Natural language region descriptions:

***

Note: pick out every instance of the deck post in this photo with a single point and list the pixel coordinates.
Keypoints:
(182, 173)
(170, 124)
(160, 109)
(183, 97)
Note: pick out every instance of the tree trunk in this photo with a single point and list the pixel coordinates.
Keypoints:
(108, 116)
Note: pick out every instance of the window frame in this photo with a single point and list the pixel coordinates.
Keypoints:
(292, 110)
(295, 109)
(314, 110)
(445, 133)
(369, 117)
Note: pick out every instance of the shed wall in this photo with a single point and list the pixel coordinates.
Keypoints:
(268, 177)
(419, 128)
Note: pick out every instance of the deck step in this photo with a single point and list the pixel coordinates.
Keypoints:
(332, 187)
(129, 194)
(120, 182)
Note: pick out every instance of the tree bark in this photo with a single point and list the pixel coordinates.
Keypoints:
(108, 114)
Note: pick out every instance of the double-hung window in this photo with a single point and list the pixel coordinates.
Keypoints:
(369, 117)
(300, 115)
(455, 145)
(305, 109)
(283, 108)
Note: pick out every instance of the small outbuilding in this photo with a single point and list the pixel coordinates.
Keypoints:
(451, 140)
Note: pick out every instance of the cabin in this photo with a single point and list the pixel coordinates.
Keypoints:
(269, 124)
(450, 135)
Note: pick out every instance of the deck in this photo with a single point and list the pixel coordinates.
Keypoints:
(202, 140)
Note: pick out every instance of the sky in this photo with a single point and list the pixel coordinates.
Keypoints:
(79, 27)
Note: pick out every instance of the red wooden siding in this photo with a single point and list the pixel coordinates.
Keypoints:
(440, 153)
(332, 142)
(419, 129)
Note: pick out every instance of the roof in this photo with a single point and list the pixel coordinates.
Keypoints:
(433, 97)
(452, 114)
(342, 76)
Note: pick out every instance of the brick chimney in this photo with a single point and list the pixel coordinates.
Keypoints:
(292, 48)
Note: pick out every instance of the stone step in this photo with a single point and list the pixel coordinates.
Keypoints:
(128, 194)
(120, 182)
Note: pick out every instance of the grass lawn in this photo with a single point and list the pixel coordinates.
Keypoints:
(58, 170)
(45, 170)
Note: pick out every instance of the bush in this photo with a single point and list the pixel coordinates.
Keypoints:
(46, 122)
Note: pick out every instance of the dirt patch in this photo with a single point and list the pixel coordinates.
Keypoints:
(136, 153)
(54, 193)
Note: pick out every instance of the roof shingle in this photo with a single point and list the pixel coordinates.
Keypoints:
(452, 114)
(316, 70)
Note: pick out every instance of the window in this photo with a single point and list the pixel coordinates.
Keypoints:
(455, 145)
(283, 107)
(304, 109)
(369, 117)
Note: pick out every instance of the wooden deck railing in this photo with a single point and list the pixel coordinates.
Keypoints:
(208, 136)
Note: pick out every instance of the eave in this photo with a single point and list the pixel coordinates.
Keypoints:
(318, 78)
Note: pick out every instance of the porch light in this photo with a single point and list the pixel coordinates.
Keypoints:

***

### What is needed
The word "window" appears in some lines above. Return every one of those lines.

### Result of this task
Note: pick out every instance of the window frame in this photo with a single point and list the pixel coordinates.
Note: pick out every instance of the double-hung window in this photo with a single point and list the pixel coordinates.
Note: pick out every instance of the window in this photo with a single point and list the pixel coordinates.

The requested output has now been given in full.